*** Opening of Given data ***
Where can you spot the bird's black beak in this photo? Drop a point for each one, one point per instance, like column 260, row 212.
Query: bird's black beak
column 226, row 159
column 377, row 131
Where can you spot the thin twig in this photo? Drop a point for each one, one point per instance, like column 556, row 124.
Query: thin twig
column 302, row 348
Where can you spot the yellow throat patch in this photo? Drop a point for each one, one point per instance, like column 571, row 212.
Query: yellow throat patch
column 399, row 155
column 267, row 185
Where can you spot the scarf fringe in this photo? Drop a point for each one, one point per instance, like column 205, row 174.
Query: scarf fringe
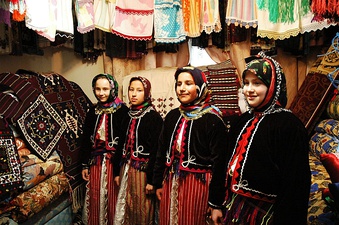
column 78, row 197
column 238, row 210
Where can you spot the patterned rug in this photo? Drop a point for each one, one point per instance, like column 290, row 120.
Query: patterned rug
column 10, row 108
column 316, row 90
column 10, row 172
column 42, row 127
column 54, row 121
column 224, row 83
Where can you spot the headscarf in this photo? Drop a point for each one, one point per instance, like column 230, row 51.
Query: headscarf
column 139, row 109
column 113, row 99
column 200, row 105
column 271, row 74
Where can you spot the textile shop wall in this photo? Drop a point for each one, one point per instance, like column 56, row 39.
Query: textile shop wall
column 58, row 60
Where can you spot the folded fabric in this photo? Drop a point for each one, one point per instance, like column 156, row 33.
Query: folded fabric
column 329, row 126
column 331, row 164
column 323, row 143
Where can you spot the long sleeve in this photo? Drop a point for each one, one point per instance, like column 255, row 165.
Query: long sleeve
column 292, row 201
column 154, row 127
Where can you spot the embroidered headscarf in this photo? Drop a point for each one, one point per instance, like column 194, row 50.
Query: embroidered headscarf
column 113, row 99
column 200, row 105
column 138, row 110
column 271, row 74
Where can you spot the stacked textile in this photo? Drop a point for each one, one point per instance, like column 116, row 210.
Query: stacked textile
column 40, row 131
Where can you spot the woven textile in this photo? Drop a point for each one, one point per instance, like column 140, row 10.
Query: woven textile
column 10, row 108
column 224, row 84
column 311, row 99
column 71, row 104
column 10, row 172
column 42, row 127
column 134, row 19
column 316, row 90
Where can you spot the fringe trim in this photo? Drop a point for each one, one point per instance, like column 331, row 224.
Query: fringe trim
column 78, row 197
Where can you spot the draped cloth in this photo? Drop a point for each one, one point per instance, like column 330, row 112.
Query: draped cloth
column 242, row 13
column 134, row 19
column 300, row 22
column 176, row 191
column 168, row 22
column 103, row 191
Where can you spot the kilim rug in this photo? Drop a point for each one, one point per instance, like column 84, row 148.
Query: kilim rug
*** Close of Given data ***
Extract every line above containing the word "kilim".

**Answer section:**
Where can you spot the kilim rug in this photo? Drop a point for each one, one point per instance, like column 84, row 148.
Query: kilim rug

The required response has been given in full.